6. Electronic equipment comprising a liquid crystal device
according to claim 1.
7. The liquid crystal device according to claim 1, further
comprising, a counter configured to count a vertical synchronous
signal for determining the subfields, wherein the polarity
inverting circuit inverts a voltage supplied to the apposite
electrodes for the respective rows based on an output from the
counter.
8. A driving device for a liquid crystal display panel, the liquid
crystal display panel comprising: M rows of scanning lines, wherein
M is an integer equal to or greater than 2, and N columns of data
lines, wherein N is an integer equal to or greater than 2;
M.times.N number of switching elements, each said switching element
connected to one of the M rows of scanning lines and one of the N
columns of data lines; M.times.N number of pixel electrodes, each
said pixel electrode connected to one of the switching elements;
and M rows of opposite electrodes, each said row of opposite
electrodes arranged opposite one row of pixel electrodes through a
liquid crystal layer, the driving device comprising: a scanning
line driving circuit operable to supply a scanning signal including
a scanning period for sequentially selecting at least one of the M
rows of scanning lines to the entire M rows of scanning lines in
each of a plurality of sub fields defined by dividing one field; a
signal control circuit operable to convert a data signal to a
binary signal in each of the subfields; a data line driving circuit
operable to supply a binary voltage to the N columns of data lines
based on the binary signal from the signal control circuit; and a
polarity inverting circuit operable to invert a polarity of a
voltage applied to the liquid crystal layer in synchronization with
the scanning period by changing a voltage supplied to an opposite
electrode of a row corresponding to the selected scanning line in
each of the subfields.
9. The driving device according to claim 8, wherein the polarity
inverting circuit inverts a voltage supplied to the opposite
electrodes for the respective rows in synchronization with a
beginning of the scanning period.
10. The driving device according to claim 8, wherein the polarity
inverting circuit comprises: a memory section which holds a first
electric potential or a second electric potential as an electric
potential for each of the M rows of opposite electrodes, and
updates the held electric potential every scanning period; and an
electric potential selecting circuit for selecting the electric
potential supplied to the M rows of opposite electrodes based on
the first electric potential or the second electric potential
outputted from the memory section every scanning period.
11. The driving device according to claim 10, wherein the memory
section is a shift register which sequentially shifts an input
signal of the first electric potential or the second electric
potential.

→ JOB: Please state what the memory section is in claim 11 of the liquid crystal claims, answering in one sentence.

[Outline items]
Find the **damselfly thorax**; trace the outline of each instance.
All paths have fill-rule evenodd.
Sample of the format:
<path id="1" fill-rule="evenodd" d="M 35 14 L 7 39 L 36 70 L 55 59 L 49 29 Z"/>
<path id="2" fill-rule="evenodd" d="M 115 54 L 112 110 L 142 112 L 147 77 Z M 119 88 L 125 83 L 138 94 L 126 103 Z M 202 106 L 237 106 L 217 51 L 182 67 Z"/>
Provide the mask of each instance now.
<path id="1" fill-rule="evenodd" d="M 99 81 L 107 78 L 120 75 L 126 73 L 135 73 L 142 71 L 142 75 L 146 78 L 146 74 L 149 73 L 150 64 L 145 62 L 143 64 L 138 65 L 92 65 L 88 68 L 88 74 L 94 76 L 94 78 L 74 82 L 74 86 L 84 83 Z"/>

→ FINAL RESULT: The memory section is a shift register that sequentially shifts an input signal of the first electric potential or the second electric potential.